=== WHAT NEEDS TO BE DONE ===
Say, as a bare number, how many lines of the listing hold "road".

=== MATERIAL TO PROCESS ===
▼

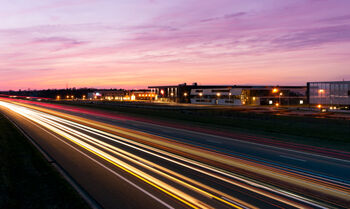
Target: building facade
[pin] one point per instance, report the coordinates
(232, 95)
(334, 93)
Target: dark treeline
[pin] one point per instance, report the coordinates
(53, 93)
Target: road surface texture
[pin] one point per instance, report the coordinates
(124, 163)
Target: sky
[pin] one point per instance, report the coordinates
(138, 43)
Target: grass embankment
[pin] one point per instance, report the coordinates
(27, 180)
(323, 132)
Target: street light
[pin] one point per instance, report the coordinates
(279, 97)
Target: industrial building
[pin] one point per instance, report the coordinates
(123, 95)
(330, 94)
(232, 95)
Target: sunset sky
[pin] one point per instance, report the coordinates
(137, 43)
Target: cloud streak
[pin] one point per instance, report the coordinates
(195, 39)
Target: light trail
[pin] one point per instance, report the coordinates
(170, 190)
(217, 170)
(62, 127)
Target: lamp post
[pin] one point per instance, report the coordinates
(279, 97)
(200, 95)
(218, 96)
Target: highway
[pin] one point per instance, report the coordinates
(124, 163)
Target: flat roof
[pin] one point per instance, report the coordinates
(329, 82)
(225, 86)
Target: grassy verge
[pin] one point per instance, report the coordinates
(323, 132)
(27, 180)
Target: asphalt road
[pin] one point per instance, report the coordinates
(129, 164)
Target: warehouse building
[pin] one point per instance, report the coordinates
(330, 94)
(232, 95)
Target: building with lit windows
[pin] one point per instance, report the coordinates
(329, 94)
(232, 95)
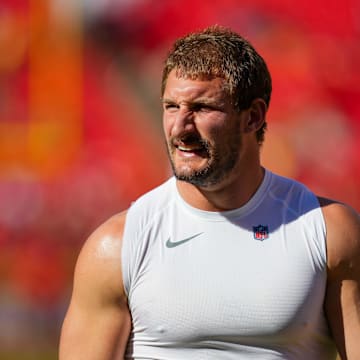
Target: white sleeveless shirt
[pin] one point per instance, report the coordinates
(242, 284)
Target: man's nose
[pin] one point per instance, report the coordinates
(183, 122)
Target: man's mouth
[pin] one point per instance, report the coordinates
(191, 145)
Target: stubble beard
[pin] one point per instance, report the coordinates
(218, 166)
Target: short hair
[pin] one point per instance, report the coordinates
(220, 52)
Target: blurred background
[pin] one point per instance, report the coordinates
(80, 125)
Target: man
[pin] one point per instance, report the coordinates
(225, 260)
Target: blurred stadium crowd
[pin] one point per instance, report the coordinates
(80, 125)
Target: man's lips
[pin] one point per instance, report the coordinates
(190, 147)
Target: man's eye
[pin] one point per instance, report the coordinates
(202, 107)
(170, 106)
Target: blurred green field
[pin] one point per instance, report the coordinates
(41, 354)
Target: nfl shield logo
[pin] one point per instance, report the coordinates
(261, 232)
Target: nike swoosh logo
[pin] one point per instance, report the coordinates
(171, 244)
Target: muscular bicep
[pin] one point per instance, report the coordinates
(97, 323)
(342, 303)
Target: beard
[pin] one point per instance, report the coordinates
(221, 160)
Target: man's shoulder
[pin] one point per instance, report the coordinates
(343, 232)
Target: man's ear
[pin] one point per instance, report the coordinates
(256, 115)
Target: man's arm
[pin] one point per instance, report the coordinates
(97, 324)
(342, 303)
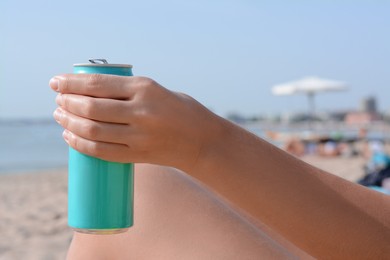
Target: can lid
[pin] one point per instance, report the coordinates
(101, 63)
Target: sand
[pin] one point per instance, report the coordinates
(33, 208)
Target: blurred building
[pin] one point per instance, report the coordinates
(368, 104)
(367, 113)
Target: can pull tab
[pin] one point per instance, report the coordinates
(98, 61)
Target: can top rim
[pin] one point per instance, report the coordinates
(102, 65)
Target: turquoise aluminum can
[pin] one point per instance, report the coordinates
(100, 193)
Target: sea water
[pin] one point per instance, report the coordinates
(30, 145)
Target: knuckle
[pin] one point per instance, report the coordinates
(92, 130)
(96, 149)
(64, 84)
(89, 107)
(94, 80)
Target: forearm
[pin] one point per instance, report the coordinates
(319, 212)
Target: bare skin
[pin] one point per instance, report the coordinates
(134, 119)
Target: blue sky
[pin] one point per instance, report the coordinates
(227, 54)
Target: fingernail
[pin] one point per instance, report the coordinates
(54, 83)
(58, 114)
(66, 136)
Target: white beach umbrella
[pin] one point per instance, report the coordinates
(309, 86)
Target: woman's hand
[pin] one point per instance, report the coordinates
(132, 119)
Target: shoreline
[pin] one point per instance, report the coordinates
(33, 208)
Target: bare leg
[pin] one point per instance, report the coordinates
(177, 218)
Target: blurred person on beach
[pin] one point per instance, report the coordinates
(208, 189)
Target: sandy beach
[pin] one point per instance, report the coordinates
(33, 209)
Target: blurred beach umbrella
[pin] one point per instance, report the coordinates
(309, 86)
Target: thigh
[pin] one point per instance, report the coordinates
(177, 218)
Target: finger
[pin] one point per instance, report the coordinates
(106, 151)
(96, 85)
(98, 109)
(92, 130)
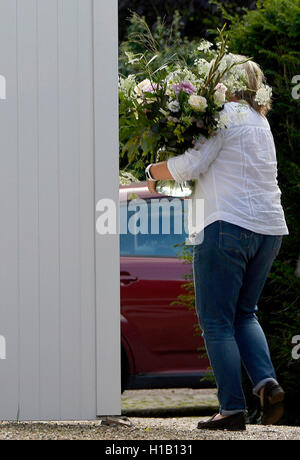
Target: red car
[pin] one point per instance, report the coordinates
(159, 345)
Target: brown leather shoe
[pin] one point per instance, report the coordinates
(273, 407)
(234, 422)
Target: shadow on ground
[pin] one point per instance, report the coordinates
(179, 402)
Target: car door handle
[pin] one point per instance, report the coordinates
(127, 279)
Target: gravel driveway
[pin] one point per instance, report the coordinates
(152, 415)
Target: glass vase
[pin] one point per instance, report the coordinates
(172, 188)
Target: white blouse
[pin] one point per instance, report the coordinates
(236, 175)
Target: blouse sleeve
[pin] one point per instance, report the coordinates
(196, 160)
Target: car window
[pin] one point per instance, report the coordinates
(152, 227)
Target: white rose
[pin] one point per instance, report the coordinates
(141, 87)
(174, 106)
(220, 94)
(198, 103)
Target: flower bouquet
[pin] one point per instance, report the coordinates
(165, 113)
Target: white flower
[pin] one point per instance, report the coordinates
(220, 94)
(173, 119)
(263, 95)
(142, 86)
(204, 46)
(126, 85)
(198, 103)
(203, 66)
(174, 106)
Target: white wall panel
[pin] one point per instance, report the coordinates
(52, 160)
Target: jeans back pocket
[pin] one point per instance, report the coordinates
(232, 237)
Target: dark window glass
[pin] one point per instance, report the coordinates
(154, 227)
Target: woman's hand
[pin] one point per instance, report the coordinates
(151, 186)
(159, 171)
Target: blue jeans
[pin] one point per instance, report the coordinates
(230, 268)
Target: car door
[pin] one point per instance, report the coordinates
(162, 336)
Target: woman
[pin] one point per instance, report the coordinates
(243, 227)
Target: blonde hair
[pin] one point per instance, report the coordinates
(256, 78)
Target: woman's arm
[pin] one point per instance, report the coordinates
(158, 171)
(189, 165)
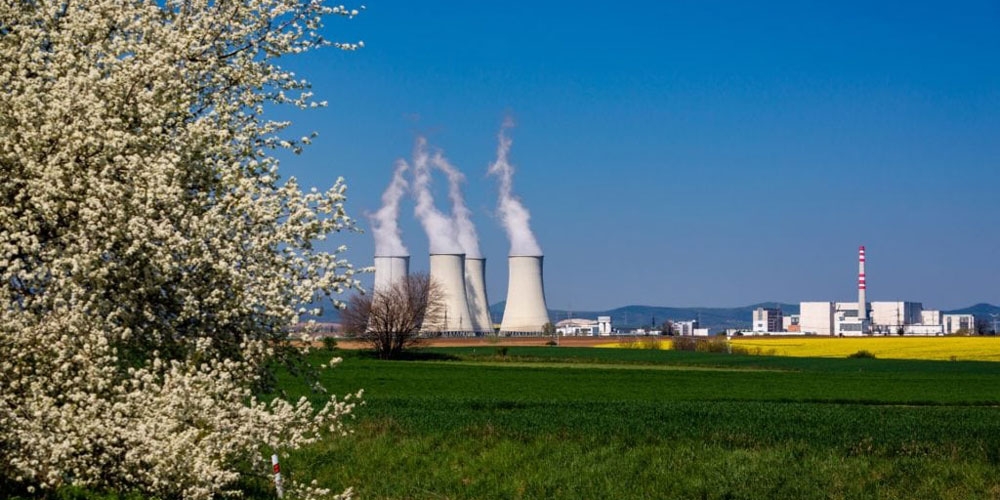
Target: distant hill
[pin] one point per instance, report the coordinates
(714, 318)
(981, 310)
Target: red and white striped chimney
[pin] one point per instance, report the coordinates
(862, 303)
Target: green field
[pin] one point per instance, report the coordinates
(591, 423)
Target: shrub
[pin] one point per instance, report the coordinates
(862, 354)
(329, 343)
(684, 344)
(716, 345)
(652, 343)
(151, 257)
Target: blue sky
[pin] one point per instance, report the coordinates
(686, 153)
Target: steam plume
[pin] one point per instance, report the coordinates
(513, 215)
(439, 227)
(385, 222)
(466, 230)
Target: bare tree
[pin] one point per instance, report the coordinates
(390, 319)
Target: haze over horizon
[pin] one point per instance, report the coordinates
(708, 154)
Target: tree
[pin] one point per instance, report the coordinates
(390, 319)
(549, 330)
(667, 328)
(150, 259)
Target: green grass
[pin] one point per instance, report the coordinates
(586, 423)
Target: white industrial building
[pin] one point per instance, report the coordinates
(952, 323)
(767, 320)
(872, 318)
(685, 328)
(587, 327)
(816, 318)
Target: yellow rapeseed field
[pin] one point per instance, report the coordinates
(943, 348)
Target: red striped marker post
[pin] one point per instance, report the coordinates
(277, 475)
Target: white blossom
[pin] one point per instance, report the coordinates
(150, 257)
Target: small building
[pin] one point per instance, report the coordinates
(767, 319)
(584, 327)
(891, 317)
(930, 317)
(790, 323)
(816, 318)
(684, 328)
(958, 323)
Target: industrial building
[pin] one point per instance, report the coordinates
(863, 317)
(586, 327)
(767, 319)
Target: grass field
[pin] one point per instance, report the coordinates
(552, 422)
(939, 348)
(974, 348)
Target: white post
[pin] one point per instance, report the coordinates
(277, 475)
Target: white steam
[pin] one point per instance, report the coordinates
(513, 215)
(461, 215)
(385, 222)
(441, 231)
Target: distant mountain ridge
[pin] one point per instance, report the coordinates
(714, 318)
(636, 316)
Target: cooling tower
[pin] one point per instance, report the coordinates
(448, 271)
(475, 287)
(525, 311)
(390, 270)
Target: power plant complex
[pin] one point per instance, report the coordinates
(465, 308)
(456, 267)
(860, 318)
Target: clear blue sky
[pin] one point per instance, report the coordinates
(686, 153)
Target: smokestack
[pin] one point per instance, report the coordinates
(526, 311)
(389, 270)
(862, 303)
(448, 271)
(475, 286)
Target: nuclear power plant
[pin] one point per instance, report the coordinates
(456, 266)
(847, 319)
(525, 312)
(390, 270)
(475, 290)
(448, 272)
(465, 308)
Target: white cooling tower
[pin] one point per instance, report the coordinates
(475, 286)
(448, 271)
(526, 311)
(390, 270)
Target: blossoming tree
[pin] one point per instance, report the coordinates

▲
▼

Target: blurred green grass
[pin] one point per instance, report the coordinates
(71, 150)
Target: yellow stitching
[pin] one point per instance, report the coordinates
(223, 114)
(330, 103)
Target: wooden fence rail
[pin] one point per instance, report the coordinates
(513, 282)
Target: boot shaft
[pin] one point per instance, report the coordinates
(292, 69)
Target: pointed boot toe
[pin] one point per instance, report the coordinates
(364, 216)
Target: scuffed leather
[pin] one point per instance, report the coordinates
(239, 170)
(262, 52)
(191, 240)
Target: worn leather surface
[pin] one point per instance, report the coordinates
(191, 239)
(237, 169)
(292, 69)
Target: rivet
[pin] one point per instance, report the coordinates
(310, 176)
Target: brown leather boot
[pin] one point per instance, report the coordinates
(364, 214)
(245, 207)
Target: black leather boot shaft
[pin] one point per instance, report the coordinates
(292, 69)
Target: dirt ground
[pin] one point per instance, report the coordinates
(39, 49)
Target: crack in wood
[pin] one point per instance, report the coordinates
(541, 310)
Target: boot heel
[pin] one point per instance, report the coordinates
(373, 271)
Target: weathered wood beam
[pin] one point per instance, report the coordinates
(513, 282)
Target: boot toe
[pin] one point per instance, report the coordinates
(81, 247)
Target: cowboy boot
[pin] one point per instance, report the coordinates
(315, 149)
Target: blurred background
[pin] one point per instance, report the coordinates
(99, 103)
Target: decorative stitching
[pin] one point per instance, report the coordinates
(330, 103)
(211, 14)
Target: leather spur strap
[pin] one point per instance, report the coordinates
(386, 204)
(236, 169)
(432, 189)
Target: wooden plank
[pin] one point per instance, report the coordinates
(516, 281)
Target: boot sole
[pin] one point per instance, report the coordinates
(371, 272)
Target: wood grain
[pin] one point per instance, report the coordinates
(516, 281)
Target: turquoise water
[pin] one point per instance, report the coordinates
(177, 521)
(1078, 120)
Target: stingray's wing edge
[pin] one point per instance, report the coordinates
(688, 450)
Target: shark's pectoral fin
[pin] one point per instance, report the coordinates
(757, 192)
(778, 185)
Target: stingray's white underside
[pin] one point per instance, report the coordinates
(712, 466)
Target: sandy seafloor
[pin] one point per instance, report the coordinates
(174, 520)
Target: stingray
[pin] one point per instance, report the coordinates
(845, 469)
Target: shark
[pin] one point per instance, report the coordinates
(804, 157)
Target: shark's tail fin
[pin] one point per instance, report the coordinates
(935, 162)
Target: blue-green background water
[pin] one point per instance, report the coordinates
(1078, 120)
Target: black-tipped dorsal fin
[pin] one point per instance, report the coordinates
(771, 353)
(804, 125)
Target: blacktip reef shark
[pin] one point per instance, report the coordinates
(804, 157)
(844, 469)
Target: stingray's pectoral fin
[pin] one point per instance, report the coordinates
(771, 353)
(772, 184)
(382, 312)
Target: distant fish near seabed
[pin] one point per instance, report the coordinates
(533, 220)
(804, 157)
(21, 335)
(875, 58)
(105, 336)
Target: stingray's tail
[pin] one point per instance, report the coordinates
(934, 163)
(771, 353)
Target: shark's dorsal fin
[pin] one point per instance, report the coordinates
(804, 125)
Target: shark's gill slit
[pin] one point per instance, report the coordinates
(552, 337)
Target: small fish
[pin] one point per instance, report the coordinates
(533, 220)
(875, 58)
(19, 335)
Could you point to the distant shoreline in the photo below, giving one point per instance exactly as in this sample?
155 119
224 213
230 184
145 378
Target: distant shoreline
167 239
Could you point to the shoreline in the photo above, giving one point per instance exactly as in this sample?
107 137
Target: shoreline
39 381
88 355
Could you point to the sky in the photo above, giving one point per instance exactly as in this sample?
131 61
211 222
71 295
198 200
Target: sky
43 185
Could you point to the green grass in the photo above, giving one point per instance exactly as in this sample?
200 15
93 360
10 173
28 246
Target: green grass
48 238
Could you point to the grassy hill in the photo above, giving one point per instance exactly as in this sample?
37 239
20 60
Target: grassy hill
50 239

▲
▼

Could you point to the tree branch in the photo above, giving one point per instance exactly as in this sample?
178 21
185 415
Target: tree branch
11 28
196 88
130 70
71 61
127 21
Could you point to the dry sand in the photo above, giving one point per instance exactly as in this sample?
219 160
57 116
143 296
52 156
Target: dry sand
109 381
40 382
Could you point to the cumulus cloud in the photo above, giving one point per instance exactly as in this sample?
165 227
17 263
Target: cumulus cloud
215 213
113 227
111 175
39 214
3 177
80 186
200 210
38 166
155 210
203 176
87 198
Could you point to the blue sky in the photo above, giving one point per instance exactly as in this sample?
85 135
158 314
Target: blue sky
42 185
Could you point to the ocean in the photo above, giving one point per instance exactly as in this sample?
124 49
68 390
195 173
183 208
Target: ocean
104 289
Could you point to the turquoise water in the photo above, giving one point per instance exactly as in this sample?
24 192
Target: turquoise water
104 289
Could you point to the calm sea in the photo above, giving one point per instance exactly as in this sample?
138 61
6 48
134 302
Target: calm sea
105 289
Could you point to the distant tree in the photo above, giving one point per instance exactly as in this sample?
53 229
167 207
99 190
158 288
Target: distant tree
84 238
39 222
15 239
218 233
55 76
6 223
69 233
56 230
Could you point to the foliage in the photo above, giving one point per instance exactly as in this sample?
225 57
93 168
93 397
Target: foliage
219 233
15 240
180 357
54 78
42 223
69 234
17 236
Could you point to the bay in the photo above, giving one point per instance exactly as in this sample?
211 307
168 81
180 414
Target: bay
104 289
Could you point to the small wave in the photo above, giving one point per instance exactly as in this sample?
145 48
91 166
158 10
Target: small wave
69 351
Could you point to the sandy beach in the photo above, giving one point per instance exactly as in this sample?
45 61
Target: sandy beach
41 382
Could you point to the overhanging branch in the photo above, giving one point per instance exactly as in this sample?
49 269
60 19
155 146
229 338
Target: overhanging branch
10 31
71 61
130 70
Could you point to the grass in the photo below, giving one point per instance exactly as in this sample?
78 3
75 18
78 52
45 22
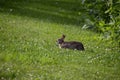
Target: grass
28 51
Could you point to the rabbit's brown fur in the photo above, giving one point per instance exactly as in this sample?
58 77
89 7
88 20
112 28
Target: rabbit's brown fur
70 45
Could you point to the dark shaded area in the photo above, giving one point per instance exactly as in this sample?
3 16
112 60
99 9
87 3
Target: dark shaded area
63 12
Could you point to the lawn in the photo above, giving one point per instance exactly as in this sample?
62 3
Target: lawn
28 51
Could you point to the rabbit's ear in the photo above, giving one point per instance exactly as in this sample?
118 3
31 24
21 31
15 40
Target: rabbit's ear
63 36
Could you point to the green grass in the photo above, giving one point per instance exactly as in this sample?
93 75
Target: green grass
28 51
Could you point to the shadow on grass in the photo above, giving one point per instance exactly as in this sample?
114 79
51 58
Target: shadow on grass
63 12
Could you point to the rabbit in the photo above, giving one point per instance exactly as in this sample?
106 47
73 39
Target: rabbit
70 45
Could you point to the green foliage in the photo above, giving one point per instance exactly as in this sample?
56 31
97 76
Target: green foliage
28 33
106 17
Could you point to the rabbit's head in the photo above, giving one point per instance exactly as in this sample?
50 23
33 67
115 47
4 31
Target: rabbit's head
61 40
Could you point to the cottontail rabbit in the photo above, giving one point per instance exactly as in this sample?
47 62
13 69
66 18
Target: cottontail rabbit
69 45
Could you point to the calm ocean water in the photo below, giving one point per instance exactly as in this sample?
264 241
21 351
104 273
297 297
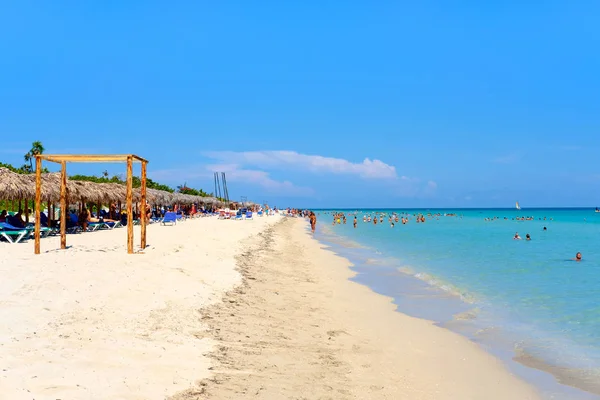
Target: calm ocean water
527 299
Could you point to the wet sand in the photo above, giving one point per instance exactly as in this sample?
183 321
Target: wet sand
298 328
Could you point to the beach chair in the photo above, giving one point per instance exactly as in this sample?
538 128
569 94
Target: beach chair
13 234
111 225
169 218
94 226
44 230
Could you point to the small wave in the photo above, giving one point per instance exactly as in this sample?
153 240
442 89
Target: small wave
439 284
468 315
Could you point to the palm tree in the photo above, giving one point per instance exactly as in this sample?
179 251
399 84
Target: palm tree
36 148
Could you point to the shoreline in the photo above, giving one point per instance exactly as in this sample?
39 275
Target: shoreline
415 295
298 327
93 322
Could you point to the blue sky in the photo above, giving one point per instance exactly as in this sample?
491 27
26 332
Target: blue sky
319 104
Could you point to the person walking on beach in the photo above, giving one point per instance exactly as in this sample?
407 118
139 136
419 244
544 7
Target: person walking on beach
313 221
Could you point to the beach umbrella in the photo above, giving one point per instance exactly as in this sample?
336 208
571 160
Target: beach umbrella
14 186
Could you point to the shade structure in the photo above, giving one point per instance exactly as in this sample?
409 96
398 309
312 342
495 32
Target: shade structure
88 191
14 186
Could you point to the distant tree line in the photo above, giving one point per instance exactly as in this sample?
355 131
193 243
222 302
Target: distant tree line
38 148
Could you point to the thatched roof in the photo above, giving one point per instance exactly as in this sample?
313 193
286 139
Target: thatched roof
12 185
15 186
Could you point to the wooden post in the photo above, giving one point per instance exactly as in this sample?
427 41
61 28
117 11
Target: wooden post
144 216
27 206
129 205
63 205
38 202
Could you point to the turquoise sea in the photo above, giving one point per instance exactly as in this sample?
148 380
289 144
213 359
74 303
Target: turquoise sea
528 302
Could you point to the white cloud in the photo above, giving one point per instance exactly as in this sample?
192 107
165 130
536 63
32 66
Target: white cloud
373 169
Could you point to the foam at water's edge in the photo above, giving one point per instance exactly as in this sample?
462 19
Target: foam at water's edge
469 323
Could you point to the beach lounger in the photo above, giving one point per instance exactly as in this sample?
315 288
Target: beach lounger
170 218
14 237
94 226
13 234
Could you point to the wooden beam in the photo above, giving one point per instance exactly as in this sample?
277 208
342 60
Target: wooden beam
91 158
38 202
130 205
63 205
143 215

▲

=== OUTPUT OF THE TASK ===
2